— BEGIN —

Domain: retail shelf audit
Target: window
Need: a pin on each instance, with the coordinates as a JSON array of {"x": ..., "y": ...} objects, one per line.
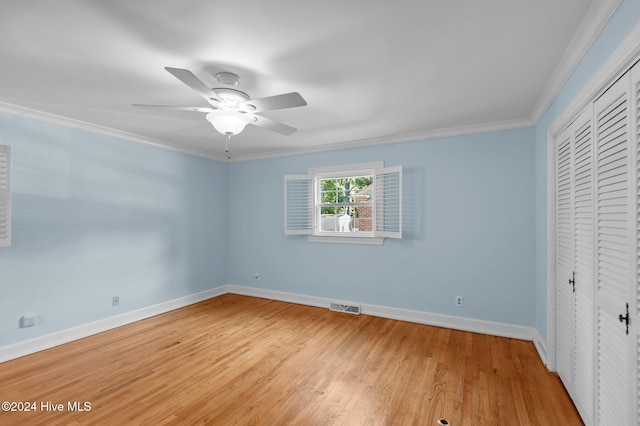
[
  {"x": 359, "y": 203},
  {"x": 5, "y": 196}
]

— END —

» **WHAT YOU NEED TO DO**: Reproduce the data above verbatim, line for line, and omit the picture from your output.

» **RESULT**:
Domain: retail shelf audit
Target: window
Need: a pin on each instance, with the coordinates as a JSON array of {"x": ..., "y": ...} objects, one per line.
[
  {"x": 359, "y": 203},
  {"x": 5, "y": 196}
]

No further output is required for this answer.